__What needs to be done__. Present the count of lines in the entries below that hold "instance", and present nothing else.

__Input__.
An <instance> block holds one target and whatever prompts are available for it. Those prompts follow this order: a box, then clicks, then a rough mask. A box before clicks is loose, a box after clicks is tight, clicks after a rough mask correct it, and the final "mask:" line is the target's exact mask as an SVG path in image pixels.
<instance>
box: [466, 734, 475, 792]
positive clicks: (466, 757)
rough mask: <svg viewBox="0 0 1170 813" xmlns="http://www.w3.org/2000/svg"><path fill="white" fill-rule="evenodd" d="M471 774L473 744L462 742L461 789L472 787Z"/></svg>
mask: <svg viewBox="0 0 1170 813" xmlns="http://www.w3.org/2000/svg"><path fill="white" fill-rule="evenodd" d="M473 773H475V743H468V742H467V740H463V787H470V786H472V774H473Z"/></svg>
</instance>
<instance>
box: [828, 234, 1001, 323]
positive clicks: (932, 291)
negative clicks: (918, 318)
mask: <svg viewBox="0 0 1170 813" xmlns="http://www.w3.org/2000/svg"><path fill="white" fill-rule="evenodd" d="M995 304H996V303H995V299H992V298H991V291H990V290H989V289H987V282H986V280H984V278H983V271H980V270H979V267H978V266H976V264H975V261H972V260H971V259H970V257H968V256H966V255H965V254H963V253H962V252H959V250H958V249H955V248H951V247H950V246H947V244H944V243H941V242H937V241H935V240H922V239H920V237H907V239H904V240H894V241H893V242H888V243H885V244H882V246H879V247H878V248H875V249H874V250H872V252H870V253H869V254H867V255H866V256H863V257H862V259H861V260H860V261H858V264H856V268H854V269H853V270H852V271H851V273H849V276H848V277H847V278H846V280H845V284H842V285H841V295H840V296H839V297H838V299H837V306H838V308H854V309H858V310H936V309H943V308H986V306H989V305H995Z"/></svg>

__Response box__. 4